Collected data:
-----

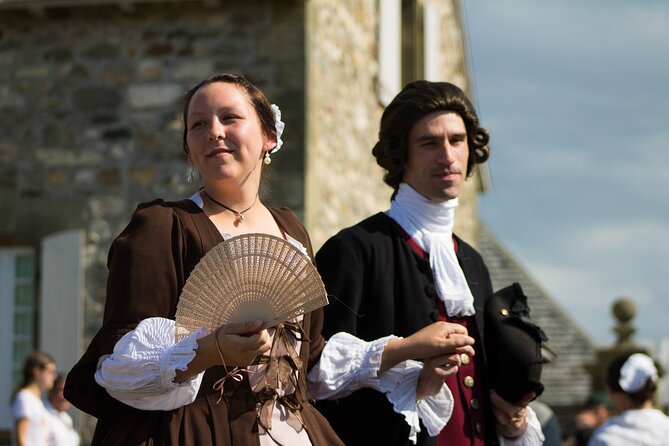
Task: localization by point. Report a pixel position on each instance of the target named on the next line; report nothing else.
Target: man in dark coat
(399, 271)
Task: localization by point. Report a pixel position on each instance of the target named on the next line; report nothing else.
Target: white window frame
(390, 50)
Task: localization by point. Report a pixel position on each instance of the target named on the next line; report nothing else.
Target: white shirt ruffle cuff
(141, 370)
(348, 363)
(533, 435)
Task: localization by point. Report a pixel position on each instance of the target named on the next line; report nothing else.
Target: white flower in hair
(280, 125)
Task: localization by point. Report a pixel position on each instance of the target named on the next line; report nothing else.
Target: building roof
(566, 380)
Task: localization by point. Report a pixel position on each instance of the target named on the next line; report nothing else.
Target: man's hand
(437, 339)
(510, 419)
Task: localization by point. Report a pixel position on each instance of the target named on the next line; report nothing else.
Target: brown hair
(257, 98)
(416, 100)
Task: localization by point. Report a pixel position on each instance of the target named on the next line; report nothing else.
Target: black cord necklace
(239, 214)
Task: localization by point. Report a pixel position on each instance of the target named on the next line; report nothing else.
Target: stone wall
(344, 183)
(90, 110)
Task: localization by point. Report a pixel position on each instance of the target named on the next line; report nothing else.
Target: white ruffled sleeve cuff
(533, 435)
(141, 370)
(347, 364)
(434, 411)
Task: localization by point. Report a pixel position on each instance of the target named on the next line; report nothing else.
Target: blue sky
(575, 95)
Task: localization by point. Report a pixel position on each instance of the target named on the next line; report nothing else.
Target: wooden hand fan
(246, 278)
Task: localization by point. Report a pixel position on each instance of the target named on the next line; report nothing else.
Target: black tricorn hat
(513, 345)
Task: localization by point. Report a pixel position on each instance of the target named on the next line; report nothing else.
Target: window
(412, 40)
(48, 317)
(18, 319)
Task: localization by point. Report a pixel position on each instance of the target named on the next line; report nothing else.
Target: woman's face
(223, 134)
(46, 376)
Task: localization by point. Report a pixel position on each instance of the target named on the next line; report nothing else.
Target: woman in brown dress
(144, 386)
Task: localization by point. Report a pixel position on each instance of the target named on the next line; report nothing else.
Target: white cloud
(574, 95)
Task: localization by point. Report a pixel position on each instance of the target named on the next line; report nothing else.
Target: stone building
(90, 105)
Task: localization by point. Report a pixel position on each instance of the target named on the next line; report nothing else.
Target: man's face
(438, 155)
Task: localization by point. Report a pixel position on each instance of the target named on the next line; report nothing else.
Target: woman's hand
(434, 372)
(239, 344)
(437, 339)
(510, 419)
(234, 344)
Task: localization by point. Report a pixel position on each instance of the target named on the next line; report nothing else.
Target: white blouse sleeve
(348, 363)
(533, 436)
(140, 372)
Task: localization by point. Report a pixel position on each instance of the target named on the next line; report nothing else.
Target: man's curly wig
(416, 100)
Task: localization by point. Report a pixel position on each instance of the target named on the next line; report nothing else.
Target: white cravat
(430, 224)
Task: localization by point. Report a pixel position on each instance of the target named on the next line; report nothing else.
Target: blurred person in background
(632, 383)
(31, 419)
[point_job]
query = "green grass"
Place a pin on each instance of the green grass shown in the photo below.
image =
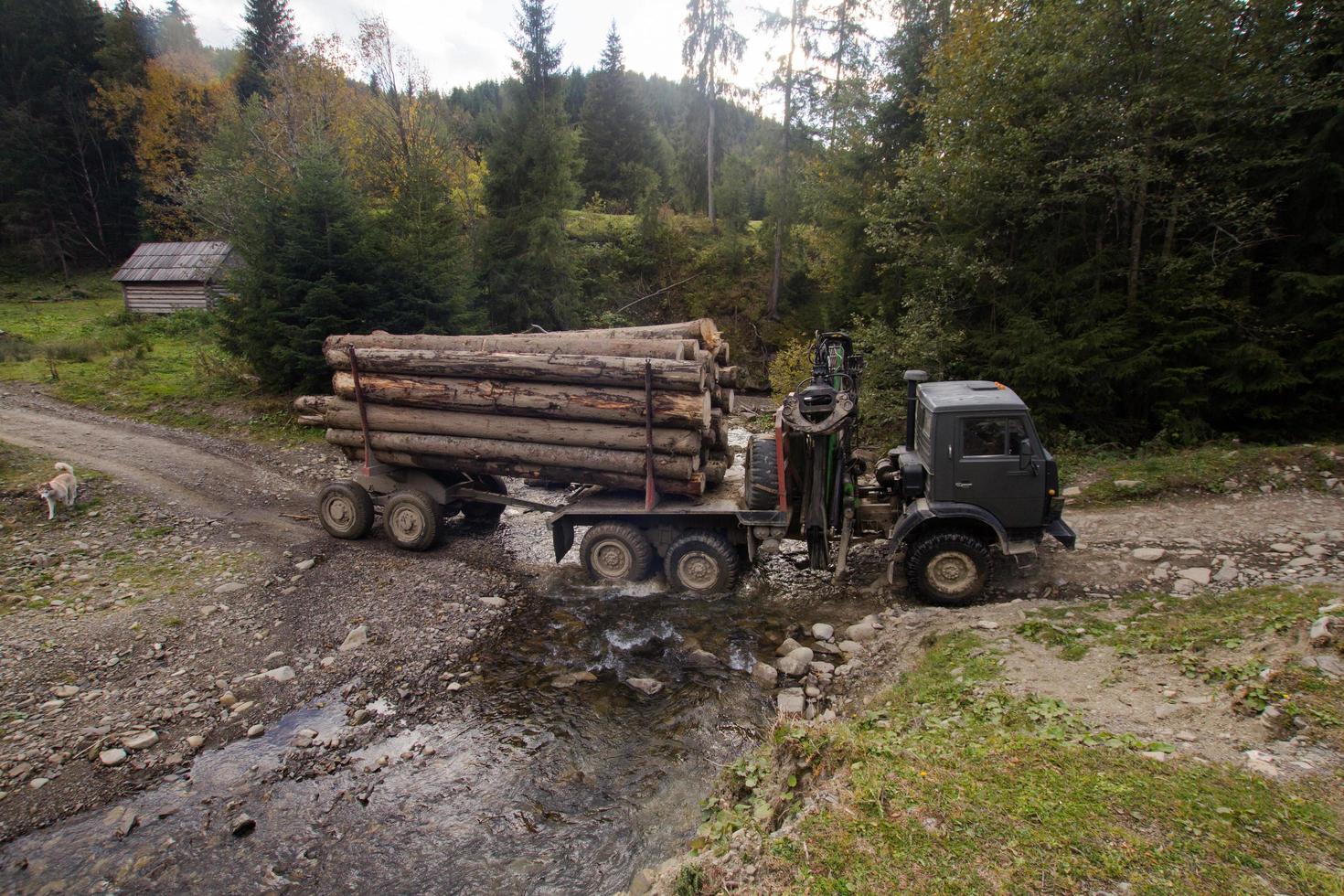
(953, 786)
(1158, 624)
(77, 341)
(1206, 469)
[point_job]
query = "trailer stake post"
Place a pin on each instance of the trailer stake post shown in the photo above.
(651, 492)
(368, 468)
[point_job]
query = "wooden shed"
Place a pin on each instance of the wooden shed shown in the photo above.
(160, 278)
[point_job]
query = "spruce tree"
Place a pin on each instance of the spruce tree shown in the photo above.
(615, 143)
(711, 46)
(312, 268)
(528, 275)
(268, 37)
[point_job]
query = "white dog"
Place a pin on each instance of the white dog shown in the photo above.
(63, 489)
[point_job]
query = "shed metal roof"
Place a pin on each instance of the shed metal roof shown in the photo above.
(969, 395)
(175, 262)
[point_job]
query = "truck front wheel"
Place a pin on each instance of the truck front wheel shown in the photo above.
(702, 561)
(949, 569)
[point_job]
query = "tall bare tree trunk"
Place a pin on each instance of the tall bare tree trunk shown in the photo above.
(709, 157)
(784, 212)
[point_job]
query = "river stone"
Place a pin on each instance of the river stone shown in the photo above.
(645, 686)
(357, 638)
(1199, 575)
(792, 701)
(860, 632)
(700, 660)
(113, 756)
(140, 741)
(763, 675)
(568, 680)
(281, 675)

-----

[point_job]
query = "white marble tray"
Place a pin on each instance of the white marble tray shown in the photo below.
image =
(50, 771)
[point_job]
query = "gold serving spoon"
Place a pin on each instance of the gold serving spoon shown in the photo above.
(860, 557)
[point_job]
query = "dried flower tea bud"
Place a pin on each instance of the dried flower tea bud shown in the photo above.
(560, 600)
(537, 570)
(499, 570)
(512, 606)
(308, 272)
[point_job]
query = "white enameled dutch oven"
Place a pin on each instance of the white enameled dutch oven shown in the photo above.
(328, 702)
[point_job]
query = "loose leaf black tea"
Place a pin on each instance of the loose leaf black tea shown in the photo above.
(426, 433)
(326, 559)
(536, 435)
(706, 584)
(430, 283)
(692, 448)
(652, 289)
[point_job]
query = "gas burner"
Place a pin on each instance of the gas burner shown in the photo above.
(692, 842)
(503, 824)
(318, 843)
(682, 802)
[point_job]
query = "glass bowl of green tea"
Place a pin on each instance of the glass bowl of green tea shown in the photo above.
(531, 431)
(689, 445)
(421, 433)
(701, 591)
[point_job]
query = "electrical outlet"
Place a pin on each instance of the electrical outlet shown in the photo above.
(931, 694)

-----

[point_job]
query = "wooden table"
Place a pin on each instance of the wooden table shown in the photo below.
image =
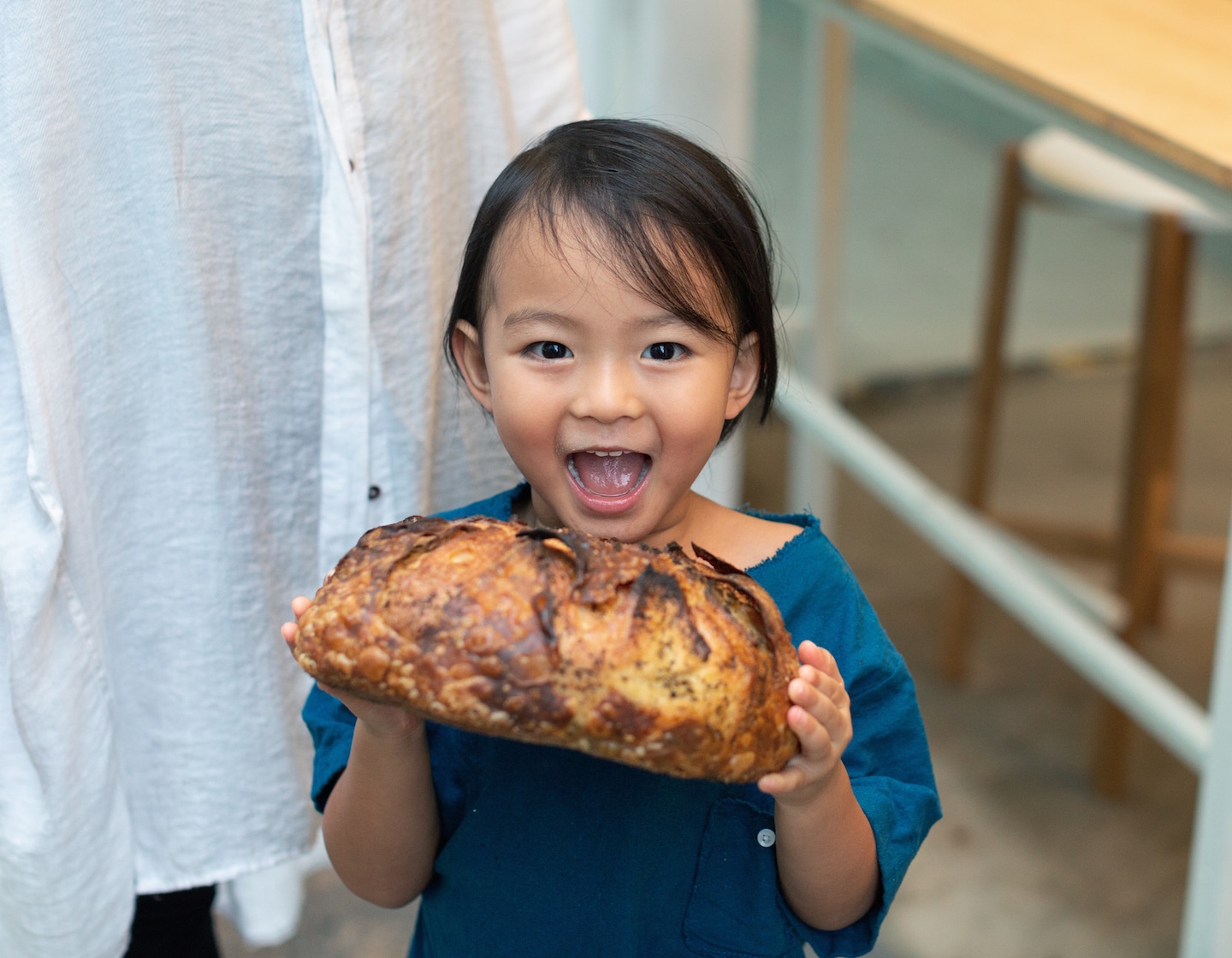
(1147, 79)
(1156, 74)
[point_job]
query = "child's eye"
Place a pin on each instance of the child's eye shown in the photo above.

-----

Work request: If a line above holds the string "table", return it as it stands.

The answer:
query = "wooden table"
Place a pin on each instance of the wooden table shown in the photo below.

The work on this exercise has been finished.